• REQUIRED TASK A: Copy the stretch of the Whitefield review below from "George Whitefield: Evangelist for God and Empire (Library" through "the British Empire.".

• SELECTION:
────────────────────────────────────────

Books
Review

Did George Whitefield Serve Two Masters?

A new biography helps us come to terms with the unsavory side of the great revivalist’s mission to America.

Christianity Today February 22, 2019
Illustration by Rick Szuecs

On the campus of the University of Pennsylvania, there sits a statue of one of the school’s co-founders: George Whitefield, the 18th-century British evangelist and hero of the Great Awakening. Underneath it, one finds a quote from Benjamin Franklin, the school’s other co-founder (and Whitefield’s longtime friend): “I knew him intimately upwards of thirty years. His integrity, disinterestedness and indefatigable zeal in prosecuting every good work I have never seen equaled and shall never see equaled.”

George Whitefield: Evangelist for God and Empire (Library of Religious Biography)

Peter Choi’s biography, George Whitefield: Evangelist for God and Empire, explores various ways that Whitefield’s zeal for good works not only put him on a pedestal but also entangled him in a war against Catholicism and the promotion of race-based slavery. By exposing less-than-uplifting facts about Whitefield, the book illuminates unhealthy aspects of 18th-century evangelicalism’s intimate relationship with the British Empire.

────────────────────────────────────────

A block of data
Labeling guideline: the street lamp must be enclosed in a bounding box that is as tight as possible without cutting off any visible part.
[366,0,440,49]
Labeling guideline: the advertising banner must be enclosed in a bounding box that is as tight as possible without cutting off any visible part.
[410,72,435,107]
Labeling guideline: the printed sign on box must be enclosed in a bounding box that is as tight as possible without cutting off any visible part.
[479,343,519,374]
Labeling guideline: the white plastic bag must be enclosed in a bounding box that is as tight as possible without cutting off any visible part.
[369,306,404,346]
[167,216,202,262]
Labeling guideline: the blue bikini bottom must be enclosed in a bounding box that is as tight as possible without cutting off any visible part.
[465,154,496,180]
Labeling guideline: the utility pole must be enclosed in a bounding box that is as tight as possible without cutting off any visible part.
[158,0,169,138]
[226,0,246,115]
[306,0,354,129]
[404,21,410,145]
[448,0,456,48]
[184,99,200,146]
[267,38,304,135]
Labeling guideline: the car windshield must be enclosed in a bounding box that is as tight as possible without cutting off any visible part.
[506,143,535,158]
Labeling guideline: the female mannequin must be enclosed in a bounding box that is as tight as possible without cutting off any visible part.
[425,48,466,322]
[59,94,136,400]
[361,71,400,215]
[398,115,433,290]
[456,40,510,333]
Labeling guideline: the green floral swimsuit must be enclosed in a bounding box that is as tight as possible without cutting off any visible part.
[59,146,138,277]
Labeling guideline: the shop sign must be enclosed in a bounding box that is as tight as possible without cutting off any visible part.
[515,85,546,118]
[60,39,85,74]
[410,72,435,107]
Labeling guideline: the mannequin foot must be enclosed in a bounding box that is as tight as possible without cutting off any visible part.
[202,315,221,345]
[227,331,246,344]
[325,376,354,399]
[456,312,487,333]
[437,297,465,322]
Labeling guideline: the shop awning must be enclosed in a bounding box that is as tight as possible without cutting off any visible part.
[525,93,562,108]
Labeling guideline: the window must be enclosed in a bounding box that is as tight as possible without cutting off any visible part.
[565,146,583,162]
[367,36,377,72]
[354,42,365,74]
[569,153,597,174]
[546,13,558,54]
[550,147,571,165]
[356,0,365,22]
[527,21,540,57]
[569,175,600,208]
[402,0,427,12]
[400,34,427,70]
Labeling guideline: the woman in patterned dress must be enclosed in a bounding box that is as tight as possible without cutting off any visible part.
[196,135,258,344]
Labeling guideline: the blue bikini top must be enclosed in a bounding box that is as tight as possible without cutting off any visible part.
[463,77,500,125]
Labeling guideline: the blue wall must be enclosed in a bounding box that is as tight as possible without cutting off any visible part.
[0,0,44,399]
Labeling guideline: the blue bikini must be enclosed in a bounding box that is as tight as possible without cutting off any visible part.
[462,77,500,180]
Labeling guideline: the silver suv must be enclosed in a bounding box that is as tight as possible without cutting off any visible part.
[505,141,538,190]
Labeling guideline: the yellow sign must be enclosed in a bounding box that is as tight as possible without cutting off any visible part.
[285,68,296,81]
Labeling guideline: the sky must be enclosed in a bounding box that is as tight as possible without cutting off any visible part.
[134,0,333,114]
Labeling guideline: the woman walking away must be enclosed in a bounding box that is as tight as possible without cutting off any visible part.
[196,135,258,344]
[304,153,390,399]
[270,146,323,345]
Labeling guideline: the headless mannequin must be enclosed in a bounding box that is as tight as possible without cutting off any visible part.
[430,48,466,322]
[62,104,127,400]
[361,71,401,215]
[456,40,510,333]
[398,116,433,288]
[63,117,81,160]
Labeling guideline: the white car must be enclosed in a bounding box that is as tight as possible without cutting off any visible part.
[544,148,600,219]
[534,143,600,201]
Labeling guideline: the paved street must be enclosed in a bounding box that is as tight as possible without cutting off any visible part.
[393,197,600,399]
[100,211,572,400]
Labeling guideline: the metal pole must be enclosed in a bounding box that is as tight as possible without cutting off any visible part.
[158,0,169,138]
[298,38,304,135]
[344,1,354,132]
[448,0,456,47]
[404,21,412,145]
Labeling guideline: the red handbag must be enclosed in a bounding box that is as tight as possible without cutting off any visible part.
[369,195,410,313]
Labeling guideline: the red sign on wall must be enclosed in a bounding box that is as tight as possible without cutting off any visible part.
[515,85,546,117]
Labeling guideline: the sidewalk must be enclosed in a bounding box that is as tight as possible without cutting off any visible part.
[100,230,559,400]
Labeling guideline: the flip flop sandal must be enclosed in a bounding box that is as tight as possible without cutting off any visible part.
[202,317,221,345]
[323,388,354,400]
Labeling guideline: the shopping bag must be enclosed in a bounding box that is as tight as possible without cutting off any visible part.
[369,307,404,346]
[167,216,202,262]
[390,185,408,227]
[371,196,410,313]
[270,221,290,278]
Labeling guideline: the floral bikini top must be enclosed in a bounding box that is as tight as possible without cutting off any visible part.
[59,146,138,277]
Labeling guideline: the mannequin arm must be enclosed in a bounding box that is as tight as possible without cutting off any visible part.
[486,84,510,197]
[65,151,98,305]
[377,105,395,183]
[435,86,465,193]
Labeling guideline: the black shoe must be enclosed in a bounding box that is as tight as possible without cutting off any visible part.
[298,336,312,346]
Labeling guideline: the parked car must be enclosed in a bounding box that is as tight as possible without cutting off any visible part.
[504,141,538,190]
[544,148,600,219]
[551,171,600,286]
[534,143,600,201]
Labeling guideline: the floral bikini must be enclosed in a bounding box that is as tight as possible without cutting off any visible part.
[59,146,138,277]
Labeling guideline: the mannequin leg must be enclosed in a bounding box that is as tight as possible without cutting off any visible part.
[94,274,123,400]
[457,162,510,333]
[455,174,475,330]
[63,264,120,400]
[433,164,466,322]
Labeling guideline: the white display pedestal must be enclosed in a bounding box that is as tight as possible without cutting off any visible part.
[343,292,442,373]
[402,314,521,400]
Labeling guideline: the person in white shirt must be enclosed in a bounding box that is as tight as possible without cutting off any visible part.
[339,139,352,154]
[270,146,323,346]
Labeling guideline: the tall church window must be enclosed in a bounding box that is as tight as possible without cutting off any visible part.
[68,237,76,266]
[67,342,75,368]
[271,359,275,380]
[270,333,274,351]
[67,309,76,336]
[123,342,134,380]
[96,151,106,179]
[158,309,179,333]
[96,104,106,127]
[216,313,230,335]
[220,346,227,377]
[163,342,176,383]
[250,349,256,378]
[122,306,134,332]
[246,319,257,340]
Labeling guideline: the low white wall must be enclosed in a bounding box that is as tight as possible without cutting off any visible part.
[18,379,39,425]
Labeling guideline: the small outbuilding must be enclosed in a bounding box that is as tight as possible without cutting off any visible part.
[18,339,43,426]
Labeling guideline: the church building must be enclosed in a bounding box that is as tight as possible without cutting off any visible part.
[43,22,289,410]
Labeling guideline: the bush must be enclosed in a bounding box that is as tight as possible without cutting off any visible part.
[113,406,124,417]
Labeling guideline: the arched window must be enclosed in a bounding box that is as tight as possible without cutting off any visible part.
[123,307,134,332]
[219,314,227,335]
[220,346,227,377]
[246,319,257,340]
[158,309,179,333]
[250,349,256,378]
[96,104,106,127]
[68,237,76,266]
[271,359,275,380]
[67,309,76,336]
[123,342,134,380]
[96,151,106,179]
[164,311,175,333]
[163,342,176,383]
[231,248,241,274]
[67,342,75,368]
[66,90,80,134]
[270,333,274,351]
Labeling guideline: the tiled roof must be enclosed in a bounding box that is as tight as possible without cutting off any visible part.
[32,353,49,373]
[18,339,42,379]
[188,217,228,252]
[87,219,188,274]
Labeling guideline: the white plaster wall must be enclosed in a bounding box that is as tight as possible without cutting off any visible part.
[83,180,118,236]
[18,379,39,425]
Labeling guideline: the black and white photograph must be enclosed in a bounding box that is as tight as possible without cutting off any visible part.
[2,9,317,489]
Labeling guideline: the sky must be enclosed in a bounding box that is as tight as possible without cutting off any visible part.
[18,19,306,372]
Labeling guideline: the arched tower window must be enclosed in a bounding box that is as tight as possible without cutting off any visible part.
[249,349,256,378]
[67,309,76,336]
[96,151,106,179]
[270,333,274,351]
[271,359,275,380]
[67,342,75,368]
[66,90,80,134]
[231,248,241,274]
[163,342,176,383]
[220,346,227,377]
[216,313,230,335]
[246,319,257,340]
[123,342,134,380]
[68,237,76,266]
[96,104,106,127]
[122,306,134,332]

────────────────────────────────────────

• REQUIRED TASK B: Render the stretch of the records above from their first line through the line containing "[465,154,496,180]" as a JSON list of strings, one string per line, leaving out blank lines.

• OUTPUT A:
George Whitefield: Evangelist for God and Empire (Library of Religious Biography)

Peter Choi’s biography, George Whitefield: Evangelist for God and Empire, explores various ways that Whitefield’s zeal for good works not only put him on a pedestal but also entangled him in a war against Catholicism and the promotion of race-based slavery. By exposing less-than-uplifting facts about Whitefield, the book illuminates unhealthy aspects of 18th-century evangelicalism’s intimate relationship with the British Empire.

• OUTPUT B:
[
  "Labeling guideline: the street lamp must be enclosed in a bounding box that is as tight as possible without cutting off any visible part.",
  "[366,0,440,49]",
  "Labeling guideline: the advertising banner must be enclosed in a bounding box that is as tight as possible without cutting off any visible part.",
  "[410,72,435,107]",
  "Labeling guideline: the printed sign on box must be enclosed in a bounding box that is as tight as possible without cutting off any visible part.",
  "[479,343,519,374]",
  "Labeling guideline: the white plastic bag must be enclosed in a bounding box that is as tight as possible without cutting off any visible part.",
  "[369,306,404,346]",
  "[167,216,202,262]",
  "Labeling guideline: the blue bikini bottom must be enclosed in a bounding box that is as tight as possible without cutting off any visible part.",
  "[465,154,496,180]"
]